**What is required**: Write the entries below out again in full. Match every character.

(Collected data)

━━━━

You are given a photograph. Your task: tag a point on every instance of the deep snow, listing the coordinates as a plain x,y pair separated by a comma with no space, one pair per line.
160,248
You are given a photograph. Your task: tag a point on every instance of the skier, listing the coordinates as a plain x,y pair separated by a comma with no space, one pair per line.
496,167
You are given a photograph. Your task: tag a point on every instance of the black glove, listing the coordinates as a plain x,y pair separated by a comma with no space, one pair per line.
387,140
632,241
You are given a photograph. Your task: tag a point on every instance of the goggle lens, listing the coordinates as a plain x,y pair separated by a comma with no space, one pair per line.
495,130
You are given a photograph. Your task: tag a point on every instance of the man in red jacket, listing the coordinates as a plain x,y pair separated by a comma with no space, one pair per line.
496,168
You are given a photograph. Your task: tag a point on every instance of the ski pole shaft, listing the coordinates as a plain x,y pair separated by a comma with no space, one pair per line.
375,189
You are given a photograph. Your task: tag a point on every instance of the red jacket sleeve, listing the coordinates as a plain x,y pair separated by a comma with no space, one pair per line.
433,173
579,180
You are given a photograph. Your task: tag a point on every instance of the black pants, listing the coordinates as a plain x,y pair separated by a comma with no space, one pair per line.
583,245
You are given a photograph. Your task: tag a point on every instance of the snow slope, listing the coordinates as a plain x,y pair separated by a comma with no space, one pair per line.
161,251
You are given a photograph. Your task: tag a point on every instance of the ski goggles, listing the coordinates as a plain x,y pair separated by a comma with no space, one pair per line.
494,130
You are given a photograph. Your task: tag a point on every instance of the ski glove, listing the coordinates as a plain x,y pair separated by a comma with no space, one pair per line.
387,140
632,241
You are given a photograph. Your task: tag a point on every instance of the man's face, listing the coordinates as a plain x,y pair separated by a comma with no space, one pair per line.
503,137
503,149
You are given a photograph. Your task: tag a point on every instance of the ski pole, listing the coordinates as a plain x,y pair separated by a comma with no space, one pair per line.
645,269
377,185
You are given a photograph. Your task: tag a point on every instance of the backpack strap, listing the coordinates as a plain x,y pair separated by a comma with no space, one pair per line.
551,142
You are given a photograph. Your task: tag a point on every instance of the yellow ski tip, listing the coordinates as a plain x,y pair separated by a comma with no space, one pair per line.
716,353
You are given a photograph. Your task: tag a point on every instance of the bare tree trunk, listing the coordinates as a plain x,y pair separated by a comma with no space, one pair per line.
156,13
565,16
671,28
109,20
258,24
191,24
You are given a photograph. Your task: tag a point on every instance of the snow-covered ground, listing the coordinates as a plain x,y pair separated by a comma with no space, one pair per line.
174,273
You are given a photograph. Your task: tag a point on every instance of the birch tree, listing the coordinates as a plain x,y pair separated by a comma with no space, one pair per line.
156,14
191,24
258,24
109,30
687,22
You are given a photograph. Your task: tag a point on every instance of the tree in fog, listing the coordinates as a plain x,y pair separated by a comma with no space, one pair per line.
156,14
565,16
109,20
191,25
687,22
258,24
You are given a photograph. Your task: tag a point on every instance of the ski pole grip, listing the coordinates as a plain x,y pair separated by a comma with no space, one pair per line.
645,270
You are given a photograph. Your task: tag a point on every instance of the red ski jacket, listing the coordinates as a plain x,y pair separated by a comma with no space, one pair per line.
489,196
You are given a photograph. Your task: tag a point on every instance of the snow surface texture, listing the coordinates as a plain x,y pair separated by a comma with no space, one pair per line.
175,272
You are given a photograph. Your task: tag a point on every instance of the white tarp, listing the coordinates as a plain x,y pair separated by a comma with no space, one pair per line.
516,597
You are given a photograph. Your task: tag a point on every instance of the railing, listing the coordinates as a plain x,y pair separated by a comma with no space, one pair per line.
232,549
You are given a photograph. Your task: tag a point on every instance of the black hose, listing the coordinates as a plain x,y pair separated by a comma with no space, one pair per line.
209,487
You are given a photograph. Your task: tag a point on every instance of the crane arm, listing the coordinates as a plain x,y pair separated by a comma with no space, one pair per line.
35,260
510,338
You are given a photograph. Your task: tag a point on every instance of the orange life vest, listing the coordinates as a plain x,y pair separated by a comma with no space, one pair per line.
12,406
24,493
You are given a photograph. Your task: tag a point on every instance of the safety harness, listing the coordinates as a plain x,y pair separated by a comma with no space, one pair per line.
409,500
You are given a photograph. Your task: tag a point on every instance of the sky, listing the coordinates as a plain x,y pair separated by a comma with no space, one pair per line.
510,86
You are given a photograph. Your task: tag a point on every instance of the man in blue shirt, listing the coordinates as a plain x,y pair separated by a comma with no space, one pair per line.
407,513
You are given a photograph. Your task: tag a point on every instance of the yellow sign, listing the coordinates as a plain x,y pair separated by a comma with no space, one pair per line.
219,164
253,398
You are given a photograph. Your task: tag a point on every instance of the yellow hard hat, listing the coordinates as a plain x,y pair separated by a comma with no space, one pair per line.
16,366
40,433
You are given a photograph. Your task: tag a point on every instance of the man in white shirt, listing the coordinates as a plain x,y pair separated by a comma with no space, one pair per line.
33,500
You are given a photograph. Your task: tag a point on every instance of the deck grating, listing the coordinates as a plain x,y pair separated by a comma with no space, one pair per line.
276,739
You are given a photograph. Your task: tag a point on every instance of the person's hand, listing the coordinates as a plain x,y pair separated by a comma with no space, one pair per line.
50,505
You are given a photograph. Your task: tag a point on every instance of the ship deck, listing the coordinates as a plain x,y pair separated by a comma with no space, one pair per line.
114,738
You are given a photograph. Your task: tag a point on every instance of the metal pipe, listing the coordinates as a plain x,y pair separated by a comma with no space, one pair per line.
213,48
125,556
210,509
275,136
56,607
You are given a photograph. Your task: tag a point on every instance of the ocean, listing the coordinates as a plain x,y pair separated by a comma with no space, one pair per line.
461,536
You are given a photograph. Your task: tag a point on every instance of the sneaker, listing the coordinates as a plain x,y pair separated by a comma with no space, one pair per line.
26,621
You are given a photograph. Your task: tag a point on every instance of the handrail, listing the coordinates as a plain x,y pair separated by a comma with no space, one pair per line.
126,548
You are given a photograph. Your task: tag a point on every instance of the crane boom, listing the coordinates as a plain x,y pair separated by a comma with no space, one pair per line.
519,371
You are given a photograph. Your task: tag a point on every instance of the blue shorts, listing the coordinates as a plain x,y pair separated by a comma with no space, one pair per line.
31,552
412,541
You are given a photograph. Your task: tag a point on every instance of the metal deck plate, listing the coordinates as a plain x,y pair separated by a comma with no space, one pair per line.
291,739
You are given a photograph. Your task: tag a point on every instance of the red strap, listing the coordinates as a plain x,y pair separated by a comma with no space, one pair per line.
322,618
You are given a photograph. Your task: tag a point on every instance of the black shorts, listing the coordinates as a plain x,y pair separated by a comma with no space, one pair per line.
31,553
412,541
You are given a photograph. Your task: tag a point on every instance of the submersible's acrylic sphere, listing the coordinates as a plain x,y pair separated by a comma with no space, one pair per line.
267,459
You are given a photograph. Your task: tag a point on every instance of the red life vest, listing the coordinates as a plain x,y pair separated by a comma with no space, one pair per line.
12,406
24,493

━━━━

**Answer to this exercise**:
You are given a photograph. Your task: tag a point on every instance of the deep snow, listing the coordinates as a plain x,y pair separated by a comma with no space, one pair per line.
160,248
You are given a photograph. Your task: tag a point on every instance of the skier, listing the coordinates as a plain x,y pair separated by a comma with no space, one pair per line.
496,167
You are given a photograph. Your task: tag a point on every instance of the black glove, listing the coordinates as a plain x,y pair separated by a comma with no space, one pair per line.
387,140
632,241
You are given a photograph. Your task: tag a point on every instance of the goggle lens, listing the coordinates as a plain x,y pair separated by a comma with no space, one pair per line.
495,130
You are given a photograph. Your task: tag a point on every instance of the man in red jacket, listing the coordinates as a plain x,y pair separated by a comma with no space, one pair per line.
496,168
You are given a photograph. Your task: tag a point on every instance of the ski pole shaft, listing the coordinates as a plain x,y pair separated by a comma with no space, one pair per line.
375,189
You are given a photograph. Your task: tag a point on every instance of the red jacket sleeve, listing the coordinates as a plain x,y pair separated by a comma with no space, one pair per line.
433,173
579,180
You are given a photograph. Your task: tag a point on every instance of the black pants, listing the coordinates as a plain x,y pair separated by a comma with no space, one pair per line.
583,245
You are given a photograph. Your task: tag a point on every instance of the snow slope, listing the coordinates as a plain x,y pair separated by a comma with no space, one pair per line.
161,251
You are given a photograph. Your task: tag a point on every instance of the ski goggles, listing the coordinates as a plain x,y pair separated by a comma with no space, one pair per line.
494,130
You are given a photograph. Your task: tag a point on every instance of the ski glove, listing the coordinates as a plain x,y pair separated by a comma with no space, one pair per line.
387,140
632,241
You are given a photograph. Your task: tag a point on every instance of the man's face, listing the coordinates as a plain x,y pair separated by a comma with no space, one pair per line.
503,137
503,149
You are given a photograph. Your task: tag a point on every instance of the ski pole, listing the coordinates as a plain x,y pair separated by a comma with no space, one pair per line.
645,269
377,185
You are given a photograph. Your task: tag a point on every instance of the backpack strap, listing the coordinates as a plain x,y pair separated by a comma with no space, one pair per line.
551,142
You are given a photograph. Your task: tag a point on every instance of the yellow ski tip, listing the coordinates as a plain x,y pair separated by a comma with no space, one pair per line.
716,353
You are given a photograph. Your task: tag a point on every instance of the bare tree trunk, listing the coordinates as a plain x,y pair separated by a comma with no space, one pair per line.
156,13
565,16
671,28
109,20
258,24
191,24
You are given a photograph. Your task: tag a point on every instance of the snow-covered ground, listing the coordinates as a plain x,y pair separated by a comma with no space, one pair per line.
174,273
You are given a photograph. Your task: tag a point on every instance of the birch tree, listing the coordinates as a plain x,y pair separated by a comma with no space, one pair per line.
156,14
191,24
258,24
109,30
687,22
You are given a photograph. Your task: tag a point on every instance of the tree in fog, listing the coordinates as a plain x,y pair separated by a comma with no space, one pair per line.
156,14
565,16
109,20
191,25
687,22
258,24
You are given a photograph. Your task: tag a point on every instance of the ski pole grip, listing the coordinates as a plain x,y pair separated by a comma with no space, one pair per line.
645,270
You are given a photograph. Your task: tag a point on every instance of the red ski jacket, listing the coordinates as a plain x,y pair separated by a comma with no space, one pair per line.
489,196
You are given a photograph. Your task: tag a point on every instance of the snow surface texture, listing the coordinates as a plain x,y pair separated by a comma with no space, one pair per line.
175,272
You are given a photograph. Your task: tag a point on every instance of the white tarp, listing the coordinates as a plain x,y pair separated by a comma with no space, one pair per line.
516,597
You are given a photograph. Your task: tag a point on every instance of the railing, listing the coordinates as a plain x,y pair separated by a comma with no space, one pair per line.
232,549
You are given a photograph. Your task: tag a point on every instance of the black hose, listing the coordinates as a plain x,y pair separated by a comma with no space, one pair per line.
209,487
You are given a photograph. Your task: tag a point on every instance of the crane arm, listing the coordinates as a plain x,y pair separated by a comma with no space, one pair per line.
35,260
510,338
You are given a photograph. Your task: tag a point on every instance of the orange life vest, listing the coordinates as a plain x,y pair separated by a comma with no space, one pair per line.
12,406
24,493
You are given a photograph. Your task: tag a point on every instance of the safety harness, listing the coordinates as a plain x,y pair separated by a comma with no space, one pair per line.
409,500
You are given a photograph. Your task: tag a point on every instance of the sky, listing the coordinates as a plain x,y pair separated by a comma with no space, one pair per line.
510,86
You are given a photograph. Your task: tag a point on every instance of the man in blue shirt, listing the coordinates as a plain x,y pair separated by a comma with no space, one pair per line.
407,513
You are given a photograph. Your task: tag a point on every instance of the yellow sign, listing the coordinates as a plain x,y pair separated by a comma with no space, one pair per line.
219,164
253,398
You are given a photograph. Your task: tag a point on every instance of the yellow hard hat, listing the coordinates as a plain x,y pair separated by a comma with no space, one pair per line.
16,366
40,433
You are given a photograph. Your task: tag a point on every instance of the man in white shirt, listing the coordinates as a plain x,y pair separated by a comma with no space, one pair per line.
33,500
You are given a photograph. Your task: tag a point on every instance of the deck grating, listing the coordinates as a plain x,y pair separated by a comma with no space, one pair per line.
276,739
You are given a photograph. Your task: tag a point on every instance of the person's hand, listing the coordinates as a plain x,y pair separated by a comma with no space, one pair per line.
50,505
You are given a photograph. Your task: tag a point on every instance of the ship deck, listing the coordinates as a plain x,y pair separated by a comma with no space, one pair per line.
114,738
You are given a photograph. Your task: tag a point on every instance of the metal pipe, listing the coordinates as a plain x,y pair separated by a comma with no space, one pair per line.
213,48
125,556
210,509
275,136
56,607
You are given a photograph. Your task: tag a point on every instance of the ocean, listing the coordinates as a plain x,y pair separated by a comma with no space, one pair per line.
461,536
You are given a photograph. Your task: tag a point on every instance of the sneaker, listing the coordinates as a plain x,y pair separated by a comma with no space, one pair per line.
26,621
You are given a photograph. Your task: tag a point on every instance of the handrail, listing the coordinates as a plain x,y pair separated by a comma with no space, one pair per line.
126,548
You are given a photograph. Your task: tag a point on every instance of the crane boom, listing the coordinates as a plain x,y pair separated by a comma with no space, one pair per line.
519,371
You are given a photograph. Your task: tag a point on every instance of the blue shorts, listing the coordinates as a plain x,y pair separated by a comma with no space, one pair per line.
31,552
412,541
You are given a photograph. Your task: tag a point on every instance of the metal deck plate, listing the coordinates as a plain x,y pair separated by a comma with no space, one pair per line.
291,739
You are given a photograph. Your task: tag a point on every instance of the red strap, listing the coordinates as a plain x,y pair separated by a comma with no space, one pair per line.
322,618
You are given a photograph. Your task: tag a point on every instance of the black shorts, listing the coordinates as a plain x,y pair separated by a comma with no space, one pair per line.
31,553
412,541
You are given a photograph. Your task: tag a point on every instance of the submersible's acrylic sphere, listing the coordinates as a plain x,y pair separated by a comma with no space, one pair per line.
267,459
You are given a photograph. Your task: tag a point on every instance of the red life vest, listing the coordinates as a plain x,y pair separated by a comma with no space, one pair per line.
12,406
24,493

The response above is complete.